§ **REQUIREMENTS**
Exactly reproduce the lines from the line containing "Can you see the hydraulic" to the end of the data below, inclusive, and nothing else.

* BEGIN RECORDS FOR THIS EXERCISE *

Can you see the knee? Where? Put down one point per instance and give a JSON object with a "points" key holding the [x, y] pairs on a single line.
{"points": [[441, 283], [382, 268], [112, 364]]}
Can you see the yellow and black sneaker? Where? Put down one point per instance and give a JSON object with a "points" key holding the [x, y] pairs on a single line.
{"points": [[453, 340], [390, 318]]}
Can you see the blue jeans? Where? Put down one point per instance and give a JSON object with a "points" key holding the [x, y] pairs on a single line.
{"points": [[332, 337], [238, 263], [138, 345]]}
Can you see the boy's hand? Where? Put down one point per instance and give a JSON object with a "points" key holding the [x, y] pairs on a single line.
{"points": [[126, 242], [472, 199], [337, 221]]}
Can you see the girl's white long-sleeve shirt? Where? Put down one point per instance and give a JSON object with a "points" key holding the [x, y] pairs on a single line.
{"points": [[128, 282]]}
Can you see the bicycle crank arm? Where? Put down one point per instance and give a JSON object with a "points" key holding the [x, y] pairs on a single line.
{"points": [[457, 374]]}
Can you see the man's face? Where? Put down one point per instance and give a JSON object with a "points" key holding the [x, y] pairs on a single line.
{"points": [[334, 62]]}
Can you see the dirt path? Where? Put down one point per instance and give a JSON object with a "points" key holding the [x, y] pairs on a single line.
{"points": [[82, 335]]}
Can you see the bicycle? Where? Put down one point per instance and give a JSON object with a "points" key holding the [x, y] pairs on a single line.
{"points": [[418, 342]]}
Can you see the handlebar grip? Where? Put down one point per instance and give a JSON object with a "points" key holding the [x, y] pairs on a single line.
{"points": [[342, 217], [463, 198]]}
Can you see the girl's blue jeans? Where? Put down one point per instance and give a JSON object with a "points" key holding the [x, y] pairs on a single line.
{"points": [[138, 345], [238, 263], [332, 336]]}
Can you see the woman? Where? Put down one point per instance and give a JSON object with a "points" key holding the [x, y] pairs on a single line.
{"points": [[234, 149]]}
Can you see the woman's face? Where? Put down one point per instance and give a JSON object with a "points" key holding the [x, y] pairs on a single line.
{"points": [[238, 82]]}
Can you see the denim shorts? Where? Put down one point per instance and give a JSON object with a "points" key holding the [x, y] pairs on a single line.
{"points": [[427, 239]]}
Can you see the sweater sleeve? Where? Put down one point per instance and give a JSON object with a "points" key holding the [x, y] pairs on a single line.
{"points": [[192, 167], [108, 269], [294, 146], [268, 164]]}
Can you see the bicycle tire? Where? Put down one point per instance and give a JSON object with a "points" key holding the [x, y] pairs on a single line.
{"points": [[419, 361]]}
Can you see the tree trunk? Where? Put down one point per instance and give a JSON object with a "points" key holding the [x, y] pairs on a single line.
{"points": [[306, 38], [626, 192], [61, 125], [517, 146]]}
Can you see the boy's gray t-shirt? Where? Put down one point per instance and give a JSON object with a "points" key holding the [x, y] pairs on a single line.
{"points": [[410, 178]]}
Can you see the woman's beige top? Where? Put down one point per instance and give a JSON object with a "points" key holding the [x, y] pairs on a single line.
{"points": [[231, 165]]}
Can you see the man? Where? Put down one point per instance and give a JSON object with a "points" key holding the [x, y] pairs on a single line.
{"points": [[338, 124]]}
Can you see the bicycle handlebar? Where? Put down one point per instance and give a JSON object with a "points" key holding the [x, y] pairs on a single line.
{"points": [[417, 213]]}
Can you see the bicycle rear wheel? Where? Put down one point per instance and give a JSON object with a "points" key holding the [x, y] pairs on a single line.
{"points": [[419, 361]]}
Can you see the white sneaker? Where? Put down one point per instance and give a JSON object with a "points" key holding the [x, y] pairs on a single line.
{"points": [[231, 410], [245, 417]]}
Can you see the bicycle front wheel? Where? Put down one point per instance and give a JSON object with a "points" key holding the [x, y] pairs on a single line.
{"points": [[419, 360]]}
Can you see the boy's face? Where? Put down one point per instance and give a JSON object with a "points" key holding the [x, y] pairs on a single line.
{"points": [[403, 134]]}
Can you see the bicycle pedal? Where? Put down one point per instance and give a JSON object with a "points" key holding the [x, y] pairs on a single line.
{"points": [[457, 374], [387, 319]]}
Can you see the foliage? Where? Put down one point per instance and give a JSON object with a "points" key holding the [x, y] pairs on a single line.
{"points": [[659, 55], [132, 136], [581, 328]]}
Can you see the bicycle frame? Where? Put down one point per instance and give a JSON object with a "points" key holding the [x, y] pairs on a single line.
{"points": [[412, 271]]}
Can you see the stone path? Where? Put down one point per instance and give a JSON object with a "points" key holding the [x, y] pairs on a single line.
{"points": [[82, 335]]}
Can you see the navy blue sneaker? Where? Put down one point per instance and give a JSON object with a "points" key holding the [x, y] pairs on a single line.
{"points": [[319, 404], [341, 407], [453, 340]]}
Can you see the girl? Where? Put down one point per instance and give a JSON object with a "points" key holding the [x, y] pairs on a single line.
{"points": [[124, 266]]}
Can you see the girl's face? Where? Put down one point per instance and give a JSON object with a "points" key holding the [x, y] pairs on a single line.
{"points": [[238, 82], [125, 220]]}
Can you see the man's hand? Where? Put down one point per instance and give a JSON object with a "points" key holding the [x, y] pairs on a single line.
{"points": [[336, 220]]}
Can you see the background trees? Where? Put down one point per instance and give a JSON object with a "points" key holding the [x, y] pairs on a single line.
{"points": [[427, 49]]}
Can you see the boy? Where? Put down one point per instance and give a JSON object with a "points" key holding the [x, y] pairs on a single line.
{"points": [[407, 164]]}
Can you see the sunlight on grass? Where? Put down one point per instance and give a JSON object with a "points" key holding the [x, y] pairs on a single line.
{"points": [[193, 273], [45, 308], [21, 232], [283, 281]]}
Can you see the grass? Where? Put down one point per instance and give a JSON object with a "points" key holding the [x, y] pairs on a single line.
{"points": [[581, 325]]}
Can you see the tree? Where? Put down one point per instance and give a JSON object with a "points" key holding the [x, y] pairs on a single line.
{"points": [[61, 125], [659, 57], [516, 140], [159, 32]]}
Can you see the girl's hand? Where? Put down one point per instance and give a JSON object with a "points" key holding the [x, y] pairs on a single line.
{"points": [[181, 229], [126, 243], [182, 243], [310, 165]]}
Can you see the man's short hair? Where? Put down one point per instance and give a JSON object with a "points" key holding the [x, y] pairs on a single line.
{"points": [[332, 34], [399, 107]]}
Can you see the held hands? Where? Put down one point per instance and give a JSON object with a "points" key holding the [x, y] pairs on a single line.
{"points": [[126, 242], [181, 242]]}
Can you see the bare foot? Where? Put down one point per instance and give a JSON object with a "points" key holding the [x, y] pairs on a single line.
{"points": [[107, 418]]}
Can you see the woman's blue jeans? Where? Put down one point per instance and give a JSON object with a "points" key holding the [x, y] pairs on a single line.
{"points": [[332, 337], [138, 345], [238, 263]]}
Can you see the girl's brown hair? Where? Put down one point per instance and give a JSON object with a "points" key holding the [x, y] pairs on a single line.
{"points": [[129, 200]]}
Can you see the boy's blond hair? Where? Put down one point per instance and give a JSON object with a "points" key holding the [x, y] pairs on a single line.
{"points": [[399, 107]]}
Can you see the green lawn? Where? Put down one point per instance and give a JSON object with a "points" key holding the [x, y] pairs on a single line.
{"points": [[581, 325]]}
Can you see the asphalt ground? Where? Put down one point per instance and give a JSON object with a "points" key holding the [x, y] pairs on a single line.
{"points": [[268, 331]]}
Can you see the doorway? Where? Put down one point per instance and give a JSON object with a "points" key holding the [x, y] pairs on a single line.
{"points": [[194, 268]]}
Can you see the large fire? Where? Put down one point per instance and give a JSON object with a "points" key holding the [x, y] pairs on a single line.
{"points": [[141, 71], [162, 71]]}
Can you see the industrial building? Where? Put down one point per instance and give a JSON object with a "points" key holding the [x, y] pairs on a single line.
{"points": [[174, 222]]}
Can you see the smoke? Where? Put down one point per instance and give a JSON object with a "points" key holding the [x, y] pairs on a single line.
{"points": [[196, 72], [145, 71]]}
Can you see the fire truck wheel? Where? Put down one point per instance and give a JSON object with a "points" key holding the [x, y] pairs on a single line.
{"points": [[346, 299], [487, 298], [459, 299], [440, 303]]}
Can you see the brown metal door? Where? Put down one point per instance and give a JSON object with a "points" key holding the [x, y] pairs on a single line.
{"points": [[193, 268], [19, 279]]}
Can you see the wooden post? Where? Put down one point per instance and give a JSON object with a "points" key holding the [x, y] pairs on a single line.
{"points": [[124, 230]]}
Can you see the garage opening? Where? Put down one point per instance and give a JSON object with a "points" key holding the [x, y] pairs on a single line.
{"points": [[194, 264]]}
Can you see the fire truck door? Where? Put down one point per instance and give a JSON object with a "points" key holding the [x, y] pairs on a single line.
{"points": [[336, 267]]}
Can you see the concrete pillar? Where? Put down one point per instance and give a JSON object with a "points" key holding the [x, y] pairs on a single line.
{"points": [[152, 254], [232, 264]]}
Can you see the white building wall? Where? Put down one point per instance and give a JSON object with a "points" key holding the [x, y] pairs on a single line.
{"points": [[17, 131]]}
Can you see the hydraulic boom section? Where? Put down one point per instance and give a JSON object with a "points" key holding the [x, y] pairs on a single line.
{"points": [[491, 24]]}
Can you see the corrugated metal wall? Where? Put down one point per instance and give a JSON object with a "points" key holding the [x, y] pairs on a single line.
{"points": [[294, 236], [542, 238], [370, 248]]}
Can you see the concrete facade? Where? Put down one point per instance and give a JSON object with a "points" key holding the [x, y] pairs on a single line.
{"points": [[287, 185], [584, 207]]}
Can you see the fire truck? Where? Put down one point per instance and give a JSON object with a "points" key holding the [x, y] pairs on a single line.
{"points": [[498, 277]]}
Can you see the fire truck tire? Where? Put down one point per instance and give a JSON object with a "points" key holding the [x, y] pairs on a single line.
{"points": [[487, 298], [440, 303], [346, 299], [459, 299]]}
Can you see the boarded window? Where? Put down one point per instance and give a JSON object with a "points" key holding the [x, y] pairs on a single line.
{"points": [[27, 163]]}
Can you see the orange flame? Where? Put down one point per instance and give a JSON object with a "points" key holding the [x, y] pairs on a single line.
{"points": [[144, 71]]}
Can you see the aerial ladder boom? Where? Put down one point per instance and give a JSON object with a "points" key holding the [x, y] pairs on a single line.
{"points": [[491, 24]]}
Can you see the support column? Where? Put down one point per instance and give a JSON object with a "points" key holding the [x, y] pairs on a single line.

* END RECORDS FOR THIS EXERCISE *

§ **EXPECTED ANSWER**
Can you see the hydraulic boom section? Where? Put down one point per instance and give a JSON object with a "points" key holding the [x, y] pairs on a single line.
{"points": [[491, 24]]}
Can you see the corrugated metal wall? Where? Put down one point per instance and give a JSON object with a "points" key holding the [x, y] pairs on a single line.
{"points": [[294, 236], [542, 238], [370, 248]]}
Can you see the concrete facade? Where? Put down one point per instance and give a JSON object with a "points" key holding the [x, y] pairs on a single line.
{"points": [[287, 185], [584, 207]]}
Can you see the fire truck? Where? Put down one point per instance and give a JSON object with a "points" key holding the [x, y] pairs on a single line.
{"points": [[498, 277]]}
Can you see the fire truck tire? Where? Put down one point per instance and give a JSON object with a "points" key holding the [x, y] pairs on a single line.
{"points": [[487, 298], [440, 303], [346, 299], [459, 299]]}
Can you see the boarded window? Where? Put down one point per instance and give a JSON object with a "points" key holding the [x, y] pairs on a single line.
{"points": [[27, 163]]}
Can you see the orange flame? Where? Put down one point per instance and give a JSON object with a "points" key holding the [x, y] pairs on a single line.
{"points": [[144, 71]]}
Can you see the aerial ladder boom? Where? Put down one point per instance and give a JSON object with a "points" key holding the [x, y] pairs on a single line.
{"points": [[491, 24]]}
Can you see the support column? Where? Put down one point per instance and give a JSON object with a "points" key holding the [x, y] pairs on a single line.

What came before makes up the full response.